** Data for processing follows **
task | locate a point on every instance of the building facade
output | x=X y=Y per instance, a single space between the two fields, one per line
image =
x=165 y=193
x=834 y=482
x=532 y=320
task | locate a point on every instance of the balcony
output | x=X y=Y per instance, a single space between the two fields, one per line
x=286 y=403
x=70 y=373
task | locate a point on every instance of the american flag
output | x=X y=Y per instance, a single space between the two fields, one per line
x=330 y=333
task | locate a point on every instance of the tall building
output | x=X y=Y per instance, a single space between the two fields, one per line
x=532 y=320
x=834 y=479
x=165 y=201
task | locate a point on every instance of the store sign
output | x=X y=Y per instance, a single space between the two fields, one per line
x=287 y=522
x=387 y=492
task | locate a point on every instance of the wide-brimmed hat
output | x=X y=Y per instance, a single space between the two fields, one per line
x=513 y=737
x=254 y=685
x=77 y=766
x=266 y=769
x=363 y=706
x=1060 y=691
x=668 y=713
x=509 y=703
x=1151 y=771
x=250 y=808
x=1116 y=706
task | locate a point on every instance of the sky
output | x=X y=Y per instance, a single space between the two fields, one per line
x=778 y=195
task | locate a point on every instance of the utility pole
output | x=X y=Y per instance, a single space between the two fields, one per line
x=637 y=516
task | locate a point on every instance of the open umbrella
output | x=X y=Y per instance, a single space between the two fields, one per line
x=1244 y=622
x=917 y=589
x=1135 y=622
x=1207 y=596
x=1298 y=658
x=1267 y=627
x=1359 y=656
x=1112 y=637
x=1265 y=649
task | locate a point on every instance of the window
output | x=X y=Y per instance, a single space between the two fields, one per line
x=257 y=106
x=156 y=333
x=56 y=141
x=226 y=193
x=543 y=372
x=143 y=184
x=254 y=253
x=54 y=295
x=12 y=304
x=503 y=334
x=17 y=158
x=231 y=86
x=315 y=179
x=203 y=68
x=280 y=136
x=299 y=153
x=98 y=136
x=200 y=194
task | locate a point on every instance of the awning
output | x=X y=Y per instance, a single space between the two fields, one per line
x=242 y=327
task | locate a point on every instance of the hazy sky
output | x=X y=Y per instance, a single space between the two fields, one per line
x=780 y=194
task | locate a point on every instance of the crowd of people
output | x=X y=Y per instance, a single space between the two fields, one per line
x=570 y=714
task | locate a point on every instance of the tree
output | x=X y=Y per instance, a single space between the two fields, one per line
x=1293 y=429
** End of Data for processing **
▸ **Task goal**:
Start with the first line. Please copy exactly each line of the listing through the one with "task | locate a point on every instance of the balcony", including it.

▸ **Completed task**:
task | locate a point on every instance of the building facade
output | x=X y=Y per instance, a single space between the two fields, one per line
image =
x=165 y=193
x=834 y=482
x=532 y=320
task | locate a point on every instance of the balcony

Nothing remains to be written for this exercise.